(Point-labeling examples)
.....
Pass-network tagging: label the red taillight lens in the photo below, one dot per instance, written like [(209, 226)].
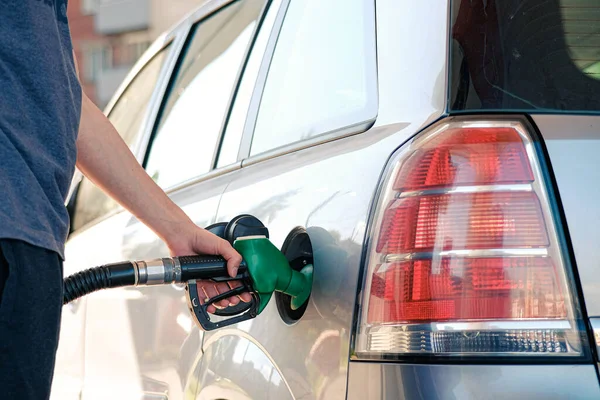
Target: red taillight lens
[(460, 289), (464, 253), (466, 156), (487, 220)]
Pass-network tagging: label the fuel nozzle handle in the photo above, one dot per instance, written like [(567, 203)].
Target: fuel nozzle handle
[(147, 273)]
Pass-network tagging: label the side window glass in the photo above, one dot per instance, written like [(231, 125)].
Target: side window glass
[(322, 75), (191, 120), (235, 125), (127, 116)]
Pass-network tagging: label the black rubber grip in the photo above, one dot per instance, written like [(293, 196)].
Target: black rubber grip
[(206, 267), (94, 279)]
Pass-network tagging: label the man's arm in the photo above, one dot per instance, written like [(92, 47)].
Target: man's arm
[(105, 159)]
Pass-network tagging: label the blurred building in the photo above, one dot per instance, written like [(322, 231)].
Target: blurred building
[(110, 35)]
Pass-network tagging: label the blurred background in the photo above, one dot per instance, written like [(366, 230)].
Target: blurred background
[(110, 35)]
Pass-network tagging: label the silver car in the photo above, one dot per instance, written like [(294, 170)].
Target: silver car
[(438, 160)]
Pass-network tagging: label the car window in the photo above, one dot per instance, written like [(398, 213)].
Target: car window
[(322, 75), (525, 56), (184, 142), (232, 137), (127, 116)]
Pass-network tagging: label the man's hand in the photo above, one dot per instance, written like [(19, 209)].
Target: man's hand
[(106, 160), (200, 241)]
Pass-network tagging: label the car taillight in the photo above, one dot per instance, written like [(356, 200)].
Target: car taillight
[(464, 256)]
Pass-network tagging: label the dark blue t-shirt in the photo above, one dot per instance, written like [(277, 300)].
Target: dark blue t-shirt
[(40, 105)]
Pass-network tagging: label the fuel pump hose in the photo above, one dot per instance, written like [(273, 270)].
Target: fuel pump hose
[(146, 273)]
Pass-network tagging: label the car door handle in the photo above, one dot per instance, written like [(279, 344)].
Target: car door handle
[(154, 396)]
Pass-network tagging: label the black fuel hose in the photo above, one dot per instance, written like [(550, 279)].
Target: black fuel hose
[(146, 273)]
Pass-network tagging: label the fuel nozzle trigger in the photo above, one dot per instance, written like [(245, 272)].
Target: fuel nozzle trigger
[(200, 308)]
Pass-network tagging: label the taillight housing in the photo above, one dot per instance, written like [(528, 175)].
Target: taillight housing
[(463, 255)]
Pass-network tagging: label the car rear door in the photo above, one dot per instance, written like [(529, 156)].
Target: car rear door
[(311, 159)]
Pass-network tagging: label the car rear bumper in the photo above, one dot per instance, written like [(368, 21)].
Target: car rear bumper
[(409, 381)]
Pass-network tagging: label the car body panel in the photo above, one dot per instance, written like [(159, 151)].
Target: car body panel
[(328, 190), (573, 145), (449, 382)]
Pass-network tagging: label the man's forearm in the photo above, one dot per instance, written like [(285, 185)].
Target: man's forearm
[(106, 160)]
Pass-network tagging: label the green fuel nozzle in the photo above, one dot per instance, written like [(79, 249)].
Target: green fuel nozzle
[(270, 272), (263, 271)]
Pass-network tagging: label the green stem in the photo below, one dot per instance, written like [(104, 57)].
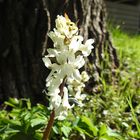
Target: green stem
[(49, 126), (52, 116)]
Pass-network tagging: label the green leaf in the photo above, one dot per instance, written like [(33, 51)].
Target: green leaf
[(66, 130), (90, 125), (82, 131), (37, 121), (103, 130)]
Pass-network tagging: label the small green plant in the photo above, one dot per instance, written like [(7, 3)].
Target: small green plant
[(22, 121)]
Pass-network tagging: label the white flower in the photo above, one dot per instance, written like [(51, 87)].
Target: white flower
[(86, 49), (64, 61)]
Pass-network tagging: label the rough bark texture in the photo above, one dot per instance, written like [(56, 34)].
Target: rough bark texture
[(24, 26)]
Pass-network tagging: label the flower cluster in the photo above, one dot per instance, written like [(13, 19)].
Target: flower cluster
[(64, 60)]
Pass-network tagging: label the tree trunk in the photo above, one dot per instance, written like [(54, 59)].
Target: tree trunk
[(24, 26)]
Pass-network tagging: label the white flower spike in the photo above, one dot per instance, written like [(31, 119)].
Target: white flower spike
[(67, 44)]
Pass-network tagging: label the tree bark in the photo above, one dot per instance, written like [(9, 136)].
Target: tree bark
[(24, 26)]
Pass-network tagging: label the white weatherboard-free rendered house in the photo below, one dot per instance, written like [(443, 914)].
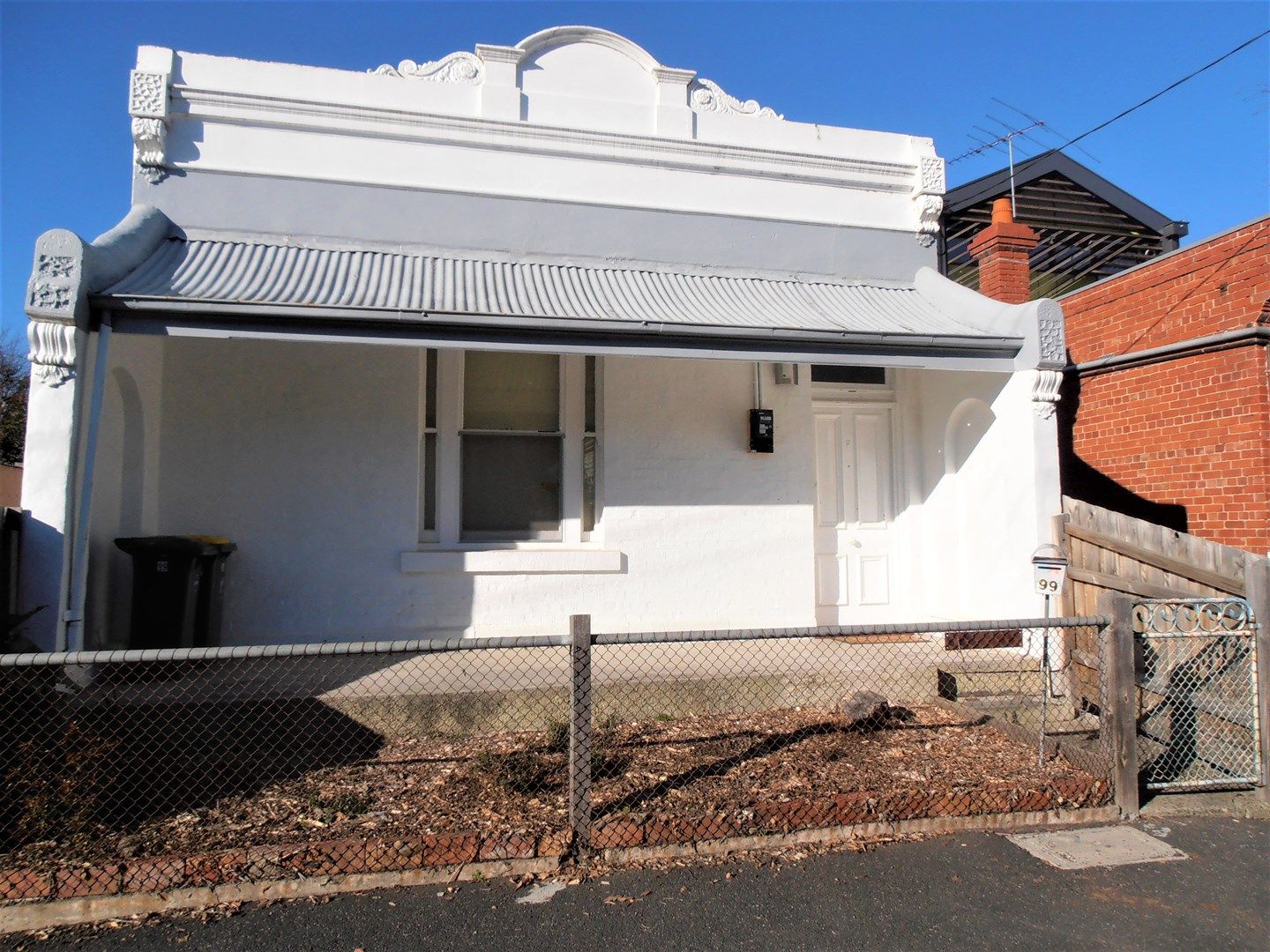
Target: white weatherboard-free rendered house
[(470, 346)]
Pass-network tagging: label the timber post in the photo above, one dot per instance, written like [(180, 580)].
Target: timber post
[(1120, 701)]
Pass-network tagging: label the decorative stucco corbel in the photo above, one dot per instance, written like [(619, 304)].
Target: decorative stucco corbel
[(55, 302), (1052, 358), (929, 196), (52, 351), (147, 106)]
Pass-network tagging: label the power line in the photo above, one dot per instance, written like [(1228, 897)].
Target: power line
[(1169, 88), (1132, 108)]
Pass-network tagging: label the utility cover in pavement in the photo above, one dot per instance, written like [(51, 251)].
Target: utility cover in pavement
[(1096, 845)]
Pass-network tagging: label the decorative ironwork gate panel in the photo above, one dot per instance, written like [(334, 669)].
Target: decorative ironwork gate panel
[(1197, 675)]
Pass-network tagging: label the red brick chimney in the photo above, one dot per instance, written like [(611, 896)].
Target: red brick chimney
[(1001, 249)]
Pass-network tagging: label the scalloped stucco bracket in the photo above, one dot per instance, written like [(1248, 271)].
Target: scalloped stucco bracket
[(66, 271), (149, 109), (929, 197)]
.....
Requirements:
Copy out, without any change, the lines beginning with the line containing "Pass-network tagging: label the side" and continuing through the line containing "[(322, 75), (525, 56), (184, 142), (232, 137), (127, 116)]", both included.

Solution for this problem:
Pass-network tagging: label the side window glass in the photo above, one dot per instance, written like [(231, 125)].
Target: side window glass
[(322, 75), (191, 120), (235, 125), (127, 116)]
Pass-network tagging: label the black rubber grip in the photo above, one dot per instance, written like [(293, 196)].
Target: black rubber grip
[(206, 267), (94, 279)]
Pass-network tagging: label the man's arm in the photo above, one dot per instance, written like [(92, 47)].
Target: man's arm
[(105, 159)]
Pass-network tagging: label the blurred building in the photo above, one dot per instance, written like [(322, 231)].
Target: blurred building
[(110, 35)]
Pass-network tagging: label the blurred background in the photo above, one dot per instance, written like [(366, 230)].
Target: blurred background
[(110, 35)]
Pass-network tagging: label the silver car in the photo above, one dot per instance, written like [(294, 170)].
Target: silver car
[(438, 160)]
Pass-network tagging: label the car window in the photo above, one dot per instance, written like [(398, 213)].
Target: car window
[(322, 75), (525, 56), (184, 142), (232, 137), (127, 116)]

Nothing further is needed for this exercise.